## BRIEF 1
Answer these questions using the broadcast transcript, one answer per line, marked the same way:
(a) In what year was the program originally established?
(b) What is the most the micro-loan program will lend per business?
(c) What two colors are the flyers?
## BRIEF 2
Using the broadcast transcript, list every phrase printed in large black print on the flyers.
## BRIEF 3
Write the next part of the broadcast transcript about the immigrant business program, picking up after its final sentence.

## TEXT PROVIDED
English Feature #7-33701 Broadcast May 15, 2000
In today's segment of New American Voices you'll hear about a local program designed to help immigrants to the United States who wish to become entrepreneurs.
The brightly colored yellow and green flyers can be found in many public buildings in the Washington metropolitan area, including on tables in local public libraries. The large black print catches your eye. "Do you want to own your own business?" "Loans." "Training." "Learn the elements of running a business."
"Elements of running a business are things such as marketing, how to know who your customers are, where your customers are, how to get them to come and purchase your product or your service from you, things like bookkeeping and financial management - just basic skills like that."
Caroline Hayash is the director of the program advertised in those bright flyers, the Micro-enterprise Development Program offered by a non-profit, private organization called ECDC, the Ethiopian Community Development Council. The program, originally established in 1984 to serve an influx of Ethiopian refugees coming into the Washington area, is now available to immigrants or refugees of any ethnic background who want to start - or in some cases expand - a business of their own.
"What we find is that a lot of our clients, they often have industry skill or experience. For example we have women that are tailors or someone that's an auto mechanic and knows that skill very well. But what we often find is that those individuals don't necessarily know how to run a business, they don't have actual business management skills. And we try to emphasize to these individuals that running the business, or the business management part of it, is just as important as knowing how to provide the service to their customers."
Group training is conducted in English, although some classes are held in Spanish, and translation services can be available for other languages. As promised in the flyers, the program also provides loans to people who wish to start or expand their business but have no capital or credit to speak of.
"We have what they call a micro-loan program where we loan up to 25 thousand dollars per business. Immigrants - and we particularly concentrate on low to moderate income individuals - really don't have access to capital through the traditional sources, like banks. They usually have either no credit or not very strong credit. So we have sort of found a way to work around those kinds of criteria."

## DATA EXCERPT
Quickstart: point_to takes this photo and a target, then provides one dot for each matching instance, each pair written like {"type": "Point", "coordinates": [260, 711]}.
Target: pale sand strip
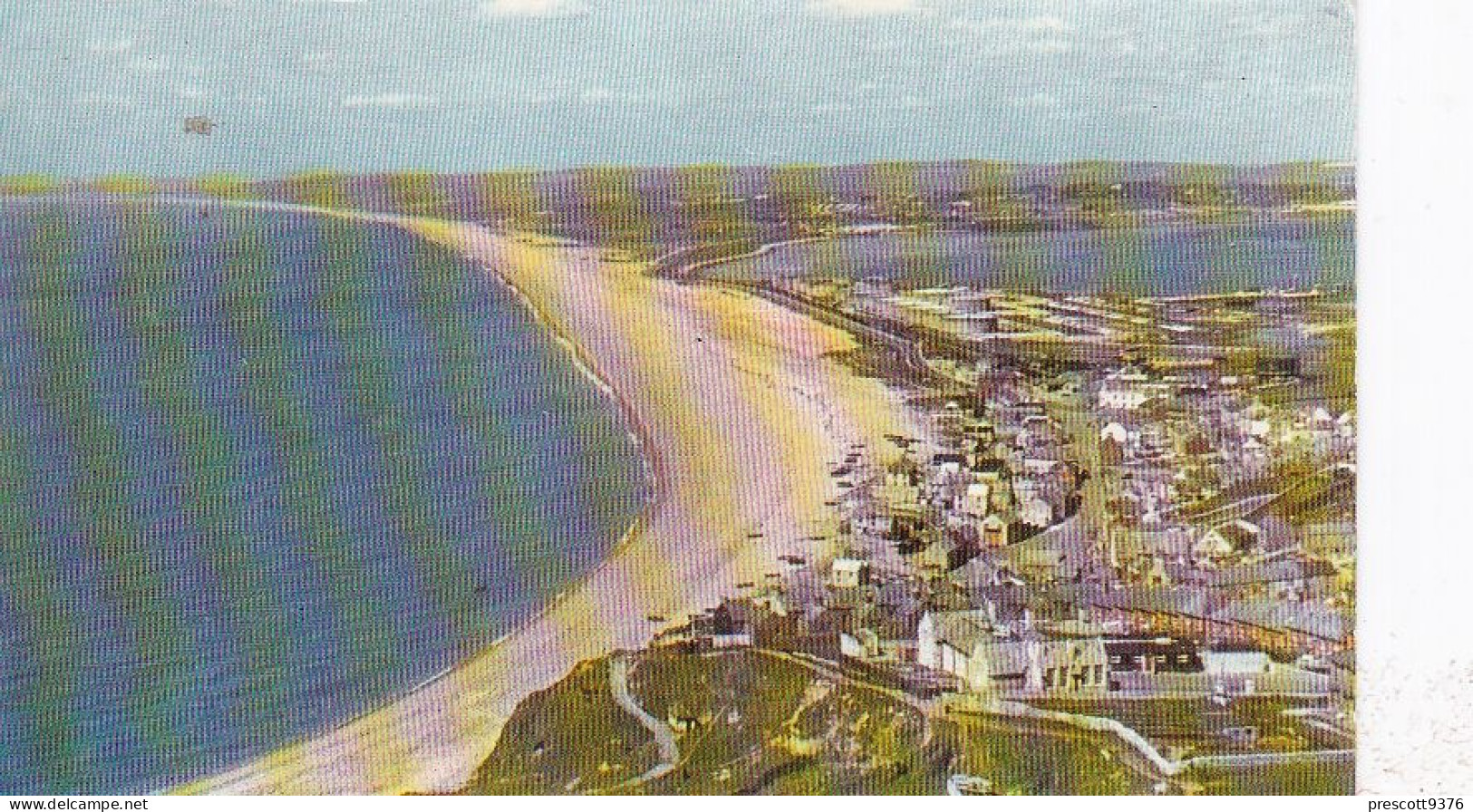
{"type": "Point", "coordinates": [741, 414]}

## RIGHT ANSWER 1
(a) 1984
(b) 25 thousand dollars
(c) Yellow and green

## RIGHT ANSWER 2
- "Do you want to own your own business?"
- "Loans."
- "Training."
- "Learn the elements of running a business."

## RIGHT ANSWER 3
When granting loans to people with little capital and business experience, what are the characteristics that Caroline Hayash and the people who work with her look for?
"Well, we look for who we think is going to be successful, because that's what we're really looking at. Since these people don't have any traditionally creditworthy characteristics, when we ask who's going to be successful we look for tenacity, someone who works hard, and I think we also look for what we call an entrepreneurial quality, the ability to sort of sense how to negotiate your way through these various business negotiations."
Each year about 600 to 700 people avail themselves of the ECDC business training program - which is one of several in the Washington area. The program is free. Funding comes from a variety of sources, including some government agencies, state and local county governments, and private organizations and corporations. As to the kinds of businesses that immigrants who take advantage of this program are most likely to be:
"Mostly service businesses, because of the nature of the area. We have some retail and wholesale businesses that are products based, but mostly it's anything from basic services such as car repair and cleaning services and transportation services like taxis, couriers, truckers, to more, sort of, what I guess you would call luxury items, like we have a pet day care center and pet care business, we have several hair and nail salons, for example, so it's a wide variety."
The busy ECDC center notwithstanding, there is currently some debate in this country as to whether the traditional image of the immigrant entrepreneur is accurate. There are those who say the positive impact of immigrant businesses on the community has been greatly exaggerated. Next week in this program we'll bring you two opposing views on this subject.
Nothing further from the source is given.